Region pointing data
== Segment start ==
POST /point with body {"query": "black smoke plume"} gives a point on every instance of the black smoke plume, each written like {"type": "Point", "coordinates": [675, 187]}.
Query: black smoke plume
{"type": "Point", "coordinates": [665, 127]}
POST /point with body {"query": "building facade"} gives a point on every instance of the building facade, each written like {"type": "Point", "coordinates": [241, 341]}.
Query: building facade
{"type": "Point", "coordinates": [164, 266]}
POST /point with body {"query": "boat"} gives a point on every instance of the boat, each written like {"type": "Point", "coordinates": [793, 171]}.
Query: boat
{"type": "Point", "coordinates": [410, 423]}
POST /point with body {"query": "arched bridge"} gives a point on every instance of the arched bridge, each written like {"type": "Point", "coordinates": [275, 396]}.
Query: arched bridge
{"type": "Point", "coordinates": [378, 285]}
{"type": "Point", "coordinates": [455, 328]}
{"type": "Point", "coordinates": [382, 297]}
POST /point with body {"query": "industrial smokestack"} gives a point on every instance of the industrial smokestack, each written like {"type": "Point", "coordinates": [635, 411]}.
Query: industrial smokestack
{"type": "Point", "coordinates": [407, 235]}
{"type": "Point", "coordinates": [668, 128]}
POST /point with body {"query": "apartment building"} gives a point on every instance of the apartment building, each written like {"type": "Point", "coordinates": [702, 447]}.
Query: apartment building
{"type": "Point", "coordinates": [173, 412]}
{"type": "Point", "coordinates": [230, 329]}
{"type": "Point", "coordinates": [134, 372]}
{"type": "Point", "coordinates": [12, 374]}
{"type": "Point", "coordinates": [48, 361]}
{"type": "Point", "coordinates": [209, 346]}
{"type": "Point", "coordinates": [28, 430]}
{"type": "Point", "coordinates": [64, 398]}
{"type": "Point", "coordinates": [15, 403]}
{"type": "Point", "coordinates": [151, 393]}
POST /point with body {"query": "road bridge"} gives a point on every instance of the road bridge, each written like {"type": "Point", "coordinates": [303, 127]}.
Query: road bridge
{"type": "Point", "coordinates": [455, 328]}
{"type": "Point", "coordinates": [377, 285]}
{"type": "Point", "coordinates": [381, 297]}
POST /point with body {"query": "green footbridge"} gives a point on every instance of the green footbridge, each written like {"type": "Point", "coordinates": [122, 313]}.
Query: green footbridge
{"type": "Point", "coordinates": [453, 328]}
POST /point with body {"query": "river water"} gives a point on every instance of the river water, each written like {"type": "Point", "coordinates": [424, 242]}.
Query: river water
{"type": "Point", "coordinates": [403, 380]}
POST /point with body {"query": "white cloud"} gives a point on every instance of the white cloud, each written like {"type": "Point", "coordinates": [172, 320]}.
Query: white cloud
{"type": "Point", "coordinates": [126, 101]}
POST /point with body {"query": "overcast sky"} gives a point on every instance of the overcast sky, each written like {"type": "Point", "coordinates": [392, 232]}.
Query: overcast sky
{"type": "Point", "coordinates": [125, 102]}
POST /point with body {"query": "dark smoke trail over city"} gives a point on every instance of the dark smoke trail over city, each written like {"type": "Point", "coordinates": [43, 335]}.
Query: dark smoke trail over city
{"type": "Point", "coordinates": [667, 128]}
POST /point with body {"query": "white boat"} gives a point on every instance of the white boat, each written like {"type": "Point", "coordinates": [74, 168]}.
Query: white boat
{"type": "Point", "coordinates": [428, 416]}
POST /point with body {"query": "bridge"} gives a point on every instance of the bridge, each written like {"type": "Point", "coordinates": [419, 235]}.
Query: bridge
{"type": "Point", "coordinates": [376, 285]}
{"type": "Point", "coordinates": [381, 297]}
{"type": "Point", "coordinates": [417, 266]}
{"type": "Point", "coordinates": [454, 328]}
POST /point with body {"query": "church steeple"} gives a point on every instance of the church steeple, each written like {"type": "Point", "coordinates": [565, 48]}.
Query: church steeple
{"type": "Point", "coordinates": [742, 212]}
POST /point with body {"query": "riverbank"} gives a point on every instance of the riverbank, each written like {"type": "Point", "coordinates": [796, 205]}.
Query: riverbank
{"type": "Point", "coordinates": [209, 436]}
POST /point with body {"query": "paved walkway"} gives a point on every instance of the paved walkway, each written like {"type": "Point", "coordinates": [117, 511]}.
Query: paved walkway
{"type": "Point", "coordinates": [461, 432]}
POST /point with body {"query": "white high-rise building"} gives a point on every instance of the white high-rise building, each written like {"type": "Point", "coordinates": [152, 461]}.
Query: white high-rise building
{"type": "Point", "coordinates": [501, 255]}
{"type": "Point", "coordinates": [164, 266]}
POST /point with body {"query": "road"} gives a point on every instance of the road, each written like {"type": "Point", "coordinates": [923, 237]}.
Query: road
== Segment end ==
== PROBLEM REQUIREMENTS ==
The lines to set down, exactly and with both ends included, run from the one containing "Query: riverbank" to the last line of the data above.

== RESULT FOR THIS TASK ==
Query: riverbank
{"type": "Point", "coordinates": [209, 436]}
POST /point with body {"query": "paved walkway"} gives a point on every instance of the paved walkway, each written like {"type": "Point", "coordinates": [117, 511]}.
Query: paved walkway
{"type": "Point", "coordinates": [461, 432]}
POST /point with body {"query": "white high-rise building"} gives a point on every instance of the white high-rise building, each written like {"type": "Point", "coordinates": [152, 461]}.
Query: white high-rise building
{"type": "Point", "coordinates": [501, 255]}
{"type": "Point", "coordinates": [164, 266]}
POST /point with body {"query": "road"} gives a point on every instance of the road, each written like {"type": "Point", "coordinates": [923, 237]}.
Query: road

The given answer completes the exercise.